• [Supplied data]:
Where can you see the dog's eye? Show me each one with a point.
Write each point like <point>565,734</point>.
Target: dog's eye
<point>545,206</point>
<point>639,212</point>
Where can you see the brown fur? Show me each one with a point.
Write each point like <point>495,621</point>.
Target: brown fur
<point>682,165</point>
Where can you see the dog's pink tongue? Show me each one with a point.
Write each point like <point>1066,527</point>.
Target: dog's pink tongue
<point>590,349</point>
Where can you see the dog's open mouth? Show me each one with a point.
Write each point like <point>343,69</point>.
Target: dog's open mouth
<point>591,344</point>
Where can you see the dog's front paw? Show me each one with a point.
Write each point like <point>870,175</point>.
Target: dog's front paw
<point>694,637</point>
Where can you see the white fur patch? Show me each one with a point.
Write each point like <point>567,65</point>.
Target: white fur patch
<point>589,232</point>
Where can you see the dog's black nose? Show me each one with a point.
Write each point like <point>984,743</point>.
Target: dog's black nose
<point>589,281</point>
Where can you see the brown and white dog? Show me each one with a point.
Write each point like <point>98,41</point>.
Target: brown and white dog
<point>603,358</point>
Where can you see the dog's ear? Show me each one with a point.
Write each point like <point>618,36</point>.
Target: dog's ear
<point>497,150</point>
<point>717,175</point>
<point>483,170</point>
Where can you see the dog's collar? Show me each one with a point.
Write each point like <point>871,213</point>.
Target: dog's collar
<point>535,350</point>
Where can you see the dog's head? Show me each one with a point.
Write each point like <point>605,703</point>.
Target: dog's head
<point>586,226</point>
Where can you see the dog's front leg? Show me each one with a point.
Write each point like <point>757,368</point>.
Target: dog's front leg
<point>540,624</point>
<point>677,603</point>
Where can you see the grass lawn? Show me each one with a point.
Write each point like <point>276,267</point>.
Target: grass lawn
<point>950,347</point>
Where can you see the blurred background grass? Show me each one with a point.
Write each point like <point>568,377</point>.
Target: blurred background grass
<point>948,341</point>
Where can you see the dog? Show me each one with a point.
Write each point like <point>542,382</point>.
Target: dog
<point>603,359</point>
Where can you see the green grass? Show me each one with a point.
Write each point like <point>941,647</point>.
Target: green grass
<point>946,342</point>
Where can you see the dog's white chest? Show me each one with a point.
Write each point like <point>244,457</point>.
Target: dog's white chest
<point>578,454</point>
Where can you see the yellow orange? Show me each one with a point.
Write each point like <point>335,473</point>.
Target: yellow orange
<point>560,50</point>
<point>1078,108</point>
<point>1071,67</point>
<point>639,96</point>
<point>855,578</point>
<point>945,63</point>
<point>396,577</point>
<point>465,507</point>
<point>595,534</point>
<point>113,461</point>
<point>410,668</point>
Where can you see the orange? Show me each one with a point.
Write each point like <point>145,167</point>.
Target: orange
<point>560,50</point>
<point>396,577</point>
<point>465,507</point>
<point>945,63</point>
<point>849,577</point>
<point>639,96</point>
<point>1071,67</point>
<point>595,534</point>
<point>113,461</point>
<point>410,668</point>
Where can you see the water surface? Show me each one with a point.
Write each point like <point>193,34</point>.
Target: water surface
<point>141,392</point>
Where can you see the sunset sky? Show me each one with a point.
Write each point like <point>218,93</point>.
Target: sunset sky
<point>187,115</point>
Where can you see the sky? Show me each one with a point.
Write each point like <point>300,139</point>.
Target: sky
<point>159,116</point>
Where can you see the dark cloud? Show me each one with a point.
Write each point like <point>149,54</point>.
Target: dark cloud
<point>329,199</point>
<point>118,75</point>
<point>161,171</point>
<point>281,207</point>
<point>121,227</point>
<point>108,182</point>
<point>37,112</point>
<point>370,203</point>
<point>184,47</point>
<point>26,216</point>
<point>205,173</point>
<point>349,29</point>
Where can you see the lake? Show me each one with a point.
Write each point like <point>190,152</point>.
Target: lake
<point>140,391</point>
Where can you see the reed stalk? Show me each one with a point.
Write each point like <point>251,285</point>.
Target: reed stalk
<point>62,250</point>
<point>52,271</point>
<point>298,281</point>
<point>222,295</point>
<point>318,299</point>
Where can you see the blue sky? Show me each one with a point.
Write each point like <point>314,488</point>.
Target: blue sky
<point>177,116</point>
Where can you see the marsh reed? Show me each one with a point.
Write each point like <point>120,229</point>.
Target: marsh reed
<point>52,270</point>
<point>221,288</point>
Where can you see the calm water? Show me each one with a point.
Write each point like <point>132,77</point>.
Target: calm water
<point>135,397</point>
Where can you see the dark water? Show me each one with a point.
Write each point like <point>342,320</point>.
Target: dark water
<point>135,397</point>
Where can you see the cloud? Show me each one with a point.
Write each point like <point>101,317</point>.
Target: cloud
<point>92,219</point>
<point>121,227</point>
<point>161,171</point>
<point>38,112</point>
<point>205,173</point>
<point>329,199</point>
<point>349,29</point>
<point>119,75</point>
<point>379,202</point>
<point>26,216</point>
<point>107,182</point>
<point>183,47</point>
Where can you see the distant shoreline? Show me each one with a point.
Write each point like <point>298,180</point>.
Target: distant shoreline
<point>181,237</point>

• [Work to complete]: Reproduce each line of the material exactly as given.

• [Written solution]:
Where can you see the dog's eye? Show me each one with a point.
Write each point like <point>565,734</point>.
Target: dog's eye
<point>545,206</point>
<point>639,212</point>
Where can you see the brown fur? Show me each one with a point.
Write each point like <point>495,621</point>.
Target: brown fur
<point>682,165</point>
Where can you see the dog's pink tongue? Show me each one with a point.
Write each point like <point>1066,527</point>.
Target: dog's pink tongue
<point>590,349</point>
Where can you see the dog's open mouth? Show me each one with a point.
Write each point like <point>343,69</point>.
Target: dog's open mouth
<point>591,344</point>
Where can you see the dog's front paw? Show me each one with a point.
Write each point like <point>870,175</point>.
Target: dog's front paw
<point>694,637</point>
Where can you see the white fur patch? Show me each one with a point.
Write each point like <point>567,65</point>.
Target: white fur patch
<point>589,232</point>
Where can you see the dog's black nose? Show me each one with a point.
Write each point like <point>984,743</point>.
Target: dog's black nose
<point>589,281</point>
Where can you see the brown and white dog? Show me each one with a point.
Write each point like <point>98,41</point>.
Target: brown and white dog
<point>603,358</point>
Where can you see the dog's ear? Show me each one with a point.
Write each point like <point>618,36</point>.
Target: dog's ear
<point>497,150</point>
<point>717,175</point>
<point>483,170</point>
Where can you see the dog's collar? Show me each one with a point.
Write each point like <point>871,213</point>.
Target: dog's collar
<point>535,350</point>
Where can you see the dog's head? Show me each one with a point.
Write each point like <point>605,703</point>.
Target: dog's head
<point>586,226</point>
Where can you see the dog's front leg? Show me each one with a point.
Write each point like <point>757,368</point>.
Target: dog's front leg
<point>540,624</point>
<point>677,603</point>
Where can you see the grass lawn? Show me each one with a point.
Write each point like <point>276,267</point>.
Target: grass lawn
<point>950,347</point>
Where can you see the blurred background grass? Show me each one with a point.
Write each point like <point>568,377</point>.
Target: blurred background grass
<point>948,341</point>
Where can you see the dog? Show me each one with a point.
Write each point like <point>542,382</point>.
Target: dog
<point>603,359</point>
Where can you see the green grass? Show me each one with a point.
Write each point like <point>941,647</point>.
Target: green grass
<point>946,342</point>
Where can you see the dog's white chest? Show me each one with a point.
Write each point like <point>244,457</point>.
Target: dog's white chest
<point>578,454</point>
Where can you see the yellow orange? Show me each one with a point.
Write each point like <point>335,473</point>.
Target: yellow orange
<point>560,50</point>
<point>1078,108</point>
<point>1071,67</point>
<point>639,96</point>
<point>855,578</point>
<point>945,63</point>
<point>396,577</point>
<point>465,507</point>
<point>595,534</point>
<point>113,461</point>
<point>410,668</point>
Where can you see the orange? Show me each one with a point.
Write each point like <point>145,167</point>.
Target: orange
<point>560,50</point>
<point>396,577</point>
<point>465,507</point>
<point>945,63</point>
<point>849,577</point>
<point>639,96</point>
<point>1071,67</point>
<point>595,534</point>
<point>113,461</point>
<point>410,668</point>
Where can you see the water surface? Show me each one with a point.
Write each point like <point>193,34</point>.
Target: water surface
<point>141,392</point>
Where can you see the sunset sky? Show me each one with a point.
Write each point like <point>218,93</point>.
Target: sunset sky
<point>187,115</point>
Where can you see the sky? Show me each one with a point.
Write each point like <point>300,139</point>.
Target: sky
<point>159,116</point>
Where can you see the dark cloud? Show me each one with a point.
Write each point like <point>149,54</point>.
Target: dark cloud
<point>329,199</point>
<point>118,75</point>
<point>161,171</point>
<point>281,207</point>
<point>121,227</point>
<point>108,182</point>
<point>37,112</point>
<point>370,203</point>
<point>184,47</point>
<point>26,216</point>
<point>205,173</point>
<point>349,29</point>
Where can you see the lake? Show me each one with a point.
Write each point like <point>190,152</point>.
Target: lake
<point>140,391</point>
Where can you see the reed stalk? Show me each one with a point.
Write each point like <point>251,285</point>.
Target: reed stalk
<point>62,250</point>
<point>52,271</point>
<point>298,281</point>
<point>222,295</point>
<point>318,299</point>
Where can you see the blue sky? Show me each one with a point.
Write each point like <point>314,488</point>.
Target: blue sky
<point>177,116</point>
Where can you see the marsh reed? Show me each one with a point.
Write each point like <point>120,229</point>.
Target: marsh reed
<point>52,270</point>
<point>221,288</point>
Where can you see the calm water? Show me each one with a point.
Write each point like <point>132,77</point>.
Target: calm water
<point>135,397</point>
Where can you see the dark water? Show me each one with a point.
Write each point like <point>342,320</point>.
Target: dark water
<point>135,397</point>
Where can you see the cloud? Show me each one with a point.
Write each point like <point>101,317</point>.
Target: cloud
<point>92,219</point>
<point>121,227</point>
<point>161,171</point>
<point>38,112</point>
<point>205,173</point>
<point>329,199</point>
<point>349,29</point>
<point>119,75</point>
<point>379,202</point>
<point>26,216</point>
<point>107,182</point>
<point>183,47</point>
Where can you see the distant shoreline? Show me each one with a point.
Write each point like <point>298,180</point>.
Target: distant shoreline
<point>181,237</point>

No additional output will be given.